TASK REQUIREMENTS
Gather every line in the entries below that contains the word "dark" and copy each of those lines out in full.

INFORMATION GIVEN
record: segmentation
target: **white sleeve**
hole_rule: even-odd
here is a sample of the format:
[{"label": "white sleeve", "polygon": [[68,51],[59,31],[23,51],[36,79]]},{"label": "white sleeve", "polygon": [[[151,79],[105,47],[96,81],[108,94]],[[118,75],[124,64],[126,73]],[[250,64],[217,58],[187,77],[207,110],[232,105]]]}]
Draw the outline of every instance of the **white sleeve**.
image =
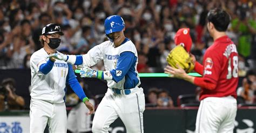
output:
[{"label": "white sleeve", "polygon": [[83,55],[83,65],[91,67],[104,58],[104,45],[101,43],[91,49],[88,53]]},{"label": "white sleeve", "polygon": [[44,63],[46,63],[46,62],[47,60],[44,56],[32,55],[30,58],[31,71],[36,71],[38,75],[42,75],[43,73],[39,71],[40,66]]}]

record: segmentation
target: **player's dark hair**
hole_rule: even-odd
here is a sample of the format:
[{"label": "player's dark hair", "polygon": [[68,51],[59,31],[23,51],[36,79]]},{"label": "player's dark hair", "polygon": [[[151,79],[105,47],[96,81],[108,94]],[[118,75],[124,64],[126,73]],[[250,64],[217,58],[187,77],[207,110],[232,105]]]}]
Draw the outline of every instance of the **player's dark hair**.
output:
[{"label": "player's dark hair", "polygon": [[225,32],[230,23],[230,16],[223,9],[215,8],[208,13],[208,22],[211,22],[215,28],[219,32]]}]

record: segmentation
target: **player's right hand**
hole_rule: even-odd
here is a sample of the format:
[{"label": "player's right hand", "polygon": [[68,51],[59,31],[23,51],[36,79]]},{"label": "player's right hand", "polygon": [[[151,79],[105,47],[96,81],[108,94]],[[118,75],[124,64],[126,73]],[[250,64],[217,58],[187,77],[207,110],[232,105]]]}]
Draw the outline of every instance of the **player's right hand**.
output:
[{"label": "player's right hand", "polygon": [[93,105],[92,105],[92,104],[87,100],[85,101],[84,104],[85,104],[85,106],[86,106],[86,107],[88,108],[88,109],[89,109],[89,112],[87,113],[86,114],[87,115],[92,114],[95,111]]},{"label": "player's right hand", "polygon": [[62,61],[66,61],[68,59],[68,55],[60,54],[59,53],[55,53],[48,55],[46,58],[54,58],[57,60],[62,60]]},{"label": "player's right hand", "polygon": [[81,68],[80,69],[81,78],[95,78],[97,77],[97,71],[89,67]]}]

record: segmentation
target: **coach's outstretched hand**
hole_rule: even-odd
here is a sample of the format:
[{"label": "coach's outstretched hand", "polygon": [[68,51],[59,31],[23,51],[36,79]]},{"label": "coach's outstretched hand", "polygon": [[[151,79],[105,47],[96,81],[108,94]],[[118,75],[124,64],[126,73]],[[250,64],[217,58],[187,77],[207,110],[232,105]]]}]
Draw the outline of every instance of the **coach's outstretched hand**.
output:
[{"label": "coach's outstretched hand", "polygon": [[93,70],[89,67],[81,68],[80,75],[81,78],[96,78],[97,77],[97,71]]},{"label": "coach's outstretched hand", "polygon": [[68,55],[60,53],[55,53],[48,55],[47,58],[54,58],[57,60],[66,61],[68,59]]},{"label": "coach's outstretched hand", "polygon": [[85,106],[86,106],[86,107],[88,108],[88,109],[89,109],[89,112],[87,113],[86,115],[88,115],[92,114],[95,110],[93,105],[92,105],[92,104],[87,100],[85,101],[84,104],[85,104]]}]

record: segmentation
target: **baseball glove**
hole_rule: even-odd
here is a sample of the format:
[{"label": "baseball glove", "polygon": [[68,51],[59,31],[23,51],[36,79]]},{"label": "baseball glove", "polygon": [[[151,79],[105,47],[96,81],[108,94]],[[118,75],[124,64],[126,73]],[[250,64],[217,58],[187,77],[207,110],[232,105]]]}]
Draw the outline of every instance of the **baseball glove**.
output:
[{"label": "baseball glove", "polygon": [[173,68],[178,68],[176,64],[179,64],[186,73],[189,73],[194,68],[192,58],[181,45],[177,46],[170,52],[166,61]]}]

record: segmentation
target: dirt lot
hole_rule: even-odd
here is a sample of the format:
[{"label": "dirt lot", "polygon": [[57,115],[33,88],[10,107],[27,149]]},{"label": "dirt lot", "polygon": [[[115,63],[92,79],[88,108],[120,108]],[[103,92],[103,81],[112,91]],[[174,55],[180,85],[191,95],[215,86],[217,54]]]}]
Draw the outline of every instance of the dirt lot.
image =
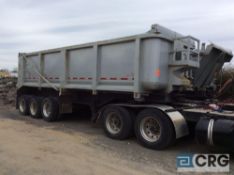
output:
[{"label": "dirt lot", "polygon": [[143,148],[134,138],[111,140],[85,115],[46,123],[0,106],[0,174],[174,174],[179,153],[225,152],[190,138],[165,151]]}]

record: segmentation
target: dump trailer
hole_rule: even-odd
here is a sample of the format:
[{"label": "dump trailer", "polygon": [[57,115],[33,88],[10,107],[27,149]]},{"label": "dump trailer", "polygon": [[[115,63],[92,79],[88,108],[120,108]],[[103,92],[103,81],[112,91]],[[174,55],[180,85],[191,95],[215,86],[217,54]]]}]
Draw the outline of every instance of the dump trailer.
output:
[{"label": "dump trailer", "polygon": [[135,135],[152,149],[191,132],[199,143],[234,146],[234,113],[214,99],[215,74],[232,56],[157,24],[135,36],[19,53],[17,108],[51,122],[88,107],[108,137]]}]

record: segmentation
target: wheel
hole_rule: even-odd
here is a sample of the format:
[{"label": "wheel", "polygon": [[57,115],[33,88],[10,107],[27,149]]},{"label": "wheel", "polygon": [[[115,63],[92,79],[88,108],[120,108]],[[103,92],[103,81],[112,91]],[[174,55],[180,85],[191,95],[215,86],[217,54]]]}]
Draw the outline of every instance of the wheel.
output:
[{"label": "wheel", "polygon": [[41,98],[39,97],[30,98],[29,114],[32,118],[41,118]]},{"label": "wheel", "polygon": [[106,135],[123,140],[133,133],[133,121],[129,111],[120,106],[110,105],[103,112],[103,128]]},{"label": "wheel", "polygon": [[175,141],[171,120],[157,109],[145,109],[135,121],[135,135],[140,144],[151,149],[164,149]]},{"label": "wheel", "polygon": [[58,99],[53,97],[43,99],[41,103],[41,114],[45,121],[55,121],[59,114]]},{"label": "wheel", "polygon": [[18,106],[19,106],[20,114],[28,115],[29,114],[29,96],[27,95],[20,96],[18,100]]}]

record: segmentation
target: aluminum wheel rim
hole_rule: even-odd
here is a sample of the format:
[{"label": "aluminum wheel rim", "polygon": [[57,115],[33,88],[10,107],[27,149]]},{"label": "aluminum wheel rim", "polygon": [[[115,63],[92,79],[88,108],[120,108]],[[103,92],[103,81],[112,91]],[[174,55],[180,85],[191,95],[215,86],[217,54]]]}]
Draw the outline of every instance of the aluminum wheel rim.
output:
[{"label": "aluminum wheel rim", "polygon": [[122,129],[120,116],[115,112],[109,113],[106,119],[106,127],[111,134],[118,134]]},{"label": "aluminum wheel rim", "polygon": [[30,112],[32,115],[36,115],[37,113],[37,103],[35,101],[30,103]]},{"label": "aluminum wheel rim", "polygon": [[24,112],[25,111],[25,106],[26,106],[26,104],[25,104],[24,99],[21,99],[20,102],[19,102],[19,110],[21,112]]},{"label": "aluminum wheel rim", "polygon": [[145,117],[140,123],[140,132],[142,137],[149,142],[156,142],[161,136],[161,127],[154,117]]},{"label": "aluminum wheel rim", "polygon": [[50,116],[50,114],[51,114],[51,109],[52,109],[52,107],[51,107],[51,104],[50,104],[50,102],[47,100],[47,101],[45,101],[45,103],[43,104],[43,115],[46,117],[46,118],[48,118],[49,116]]}]

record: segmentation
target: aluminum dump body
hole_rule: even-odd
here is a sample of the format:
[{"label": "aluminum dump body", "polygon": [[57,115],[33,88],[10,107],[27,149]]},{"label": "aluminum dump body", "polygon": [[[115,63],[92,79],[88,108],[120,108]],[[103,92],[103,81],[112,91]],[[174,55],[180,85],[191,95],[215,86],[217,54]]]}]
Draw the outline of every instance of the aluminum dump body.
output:
[{"label": "aluminum dump body", "polygon": [[191,67],[199,67],[199,40],[153,25],[131,37],[20,53],[18,88],[170,92],[190,84],[183,75]]}]

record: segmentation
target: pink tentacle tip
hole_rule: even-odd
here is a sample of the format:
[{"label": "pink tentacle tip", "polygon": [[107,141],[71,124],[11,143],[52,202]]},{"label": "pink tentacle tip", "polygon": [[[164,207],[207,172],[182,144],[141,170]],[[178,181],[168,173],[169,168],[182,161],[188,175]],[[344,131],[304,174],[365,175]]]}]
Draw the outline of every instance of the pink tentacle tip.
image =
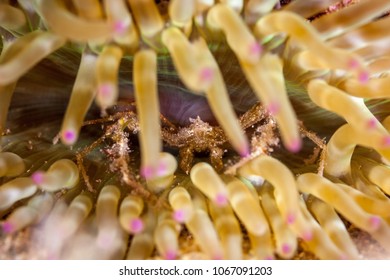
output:
[{"label": "pink tentacle tip", "polygon": [[144,229],[144,222],[140,218],[132,219],[130,222],[130,230],[132,233],[140,233]]},{"label": "pink tentacle tip", "polygon": [[31,175],[31,179],[34,181],[35,184],[41,185],[43,183],[45,172],[43,171],[36,171]]},{"label": "pink tentacle tip", "polygon": [[267,111],[271,115],[276,115],[277,113],[279,113],[279,110],[280,110],[280,104],[278,102],[276,102],[276,101],[275,102],[271,102],[267,106]]},{"label": "pink tentacle tip", "polygon": [[351,59],[348,62],[348,68],[349,69],[356,69],[356,68],[359,68],[359,66],[360,66],[360,63],[356,59]]},{"label": "pink tentacle tip", "polygon": [[173,212],[173,219],[178,223],[183,223],[185,221],[186,215],[183,210],[176,210]]},{"label": "pink tentacle tip", "polygon": [[227,204],[228,200],[225,194],[219,193],[215,196],[215,203],[218,206],[225,206]]},{"label": "pink tentacle tip", "polygon": [[166,260],[175,260],[176,259],[176,251],[168,251],[165,253],[164,259]]},{"label": "pink tentacle tip", "polygon": [[76,132],[72,130],[65,130],[62,133],[62,138],[67,144],[73,144],[76,141]]},{"label": "pink tentacle tip", "polygon": [[286,244],[286,243],[284,243],[283,245],[282,245],[282,253],[283,254],[289,254],[289,253],[291,253],[291,246],[289,245],[289,244]]},{"label": "pink tentacle tip", "polygon": [[385,148],[389,148],[390,147],[390,136],[387,135],[387,136],[383,137],[382,145]]},{"label": "pink tentacle tip", "polygon": [[378,216],[372,216],[370,218],[370,225],[372,230],[377,230],[381,225],[381,218]]},{"label": "pink tentacle tip", "polygon": [[1,229],[4,233],[11,233],[14,230],[14,227],[11,222],[3,222],[1,224]]},{"label": "pink tentacle tip", "polygon": [[298,139],[293,139],[290,141],[290,143],[286,144],[286,148],[292,152],[292,153],[297,153],[301,150],[302,147],[302,140],[300,138]]},{"label": "pink tentacle tip", "polygon": [[311,231],[306,231],[306,232],[304,232],[303,235],[302,235],[302,239],[303,239],[304,241],[310,241],[310,240],[312,240],[312,239],[313,239],[313,233],[312,233]]},{"label": "pink tentacle tip", "polygon": [[360,83],[365,84],[370,79],[370,74],[367,71],[362,71],[358,74],[358,80]]}]

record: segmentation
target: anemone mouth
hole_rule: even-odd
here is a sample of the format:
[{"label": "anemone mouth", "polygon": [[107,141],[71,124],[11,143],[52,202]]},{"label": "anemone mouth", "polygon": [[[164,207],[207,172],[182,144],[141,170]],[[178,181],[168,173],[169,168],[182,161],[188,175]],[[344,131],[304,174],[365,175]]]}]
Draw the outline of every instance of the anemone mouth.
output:
[{"label": "anemone mouth", "polygon": [[[25,238],[25,258],[388,257],[385,1],[186,1],[189,16],[180,1],[127,15],[19,2],[3,6],[44,31],[0,11],[0,244]],[[24,44],[42,60],[15,84]]]}]

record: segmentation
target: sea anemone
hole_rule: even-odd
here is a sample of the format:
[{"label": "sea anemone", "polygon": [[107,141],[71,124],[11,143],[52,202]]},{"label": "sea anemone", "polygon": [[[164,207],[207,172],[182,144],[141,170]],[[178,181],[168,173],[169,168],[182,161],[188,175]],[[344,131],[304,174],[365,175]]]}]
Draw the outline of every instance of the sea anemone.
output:
[{"label": "sea anemone", "polygon": [[1,1],[2,257],[389,252],[389,10]]}]

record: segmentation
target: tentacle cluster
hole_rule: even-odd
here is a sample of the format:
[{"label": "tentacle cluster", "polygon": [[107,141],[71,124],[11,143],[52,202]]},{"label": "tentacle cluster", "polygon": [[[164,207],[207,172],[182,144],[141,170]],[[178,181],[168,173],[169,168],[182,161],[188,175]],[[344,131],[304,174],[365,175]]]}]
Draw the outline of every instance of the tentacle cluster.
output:
[{"label": "tentacle cluster", "polygon": [[[34,241],[44,258],[144,259],[156,250],[175,259],[185,256],[185,234],[202,258],[287,259],[300,244],[318,258],[361,258],[344,218],[390,251],[390,36],[389,18],[378,19],[390,3],[352,1],[329,13],[335,2],[171,0],[165,12],[152,0],[0,4],[2,133],[24,75],[61,50],[81,55],[62,126],[55,128],[61,143],[45,142],[45,135],[29,151],[20,147],[18,134],[2,138],[3,234],[42,225]],[[317,18],[324,10],[329,14]],[[298,121],[294,93],[344,121],[316,142],[320,168],[296,168],[291,159],[270,155],[272,141],[246,133],[218,61],[220,45],[234,54],[269,116],[252,129],[265,139],[267,124],[276,123],[285,154],[303,150],[298,157],[307,144],[302,136],[313,136],[300,122],[312,127],[311,121]],[[212,143],[222,146],[217,136],[225,137],[242,157],[230,168],[216,171],[197,159],[187,176],[163,151],[164,137],[179,135],[174,126],[166,128],[169,120],[161,122],[158,61],[167,56],[187,91],[207,99],[222,129],[210,134]],[[103,114],[117,104],[124,61],[133,64],[127,79],[137,115],[122,112],[94,122],[104,135],[85,144],[82,128],[93,102]],[[367,104],[380,104],[381,111]],[[186,139],[207,129],[190,128]],[[140,166],[129,159],[131,133],[138,135]],[[214,159],[222,157],[223,148],[212,146],[209,152],[219,153]],[[111,163],[101,163],[106,159]]]}]

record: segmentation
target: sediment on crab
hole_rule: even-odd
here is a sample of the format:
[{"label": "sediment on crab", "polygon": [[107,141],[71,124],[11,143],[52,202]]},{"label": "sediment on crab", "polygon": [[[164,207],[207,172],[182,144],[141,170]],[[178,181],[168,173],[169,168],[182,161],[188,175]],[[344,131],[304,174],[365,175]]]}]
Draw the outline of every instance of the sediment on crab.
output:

EXERCISE ANSWER
target: **player's dark hair**
[{"label": "player's dark hair", "polygon": [[68,51],[59,31],[23,51],[36,79]]},{"label": "player's dark hair", "polygon": [[[151,79],[105,47],[96,81],[108,94]],[[118,75],[124,64],[126,73]],[[250,64],[217,58],[187,77],[207,110],[232,105]]]}]
Draw the outline of every instance of the **player's dark hair**.
[{"label": "player's dark hair", "polygon": [[225,32],[230,23],[230,16],[223,9],[215,8],[208,13],[208,22],[211,22],[215,28],[219,32]]}]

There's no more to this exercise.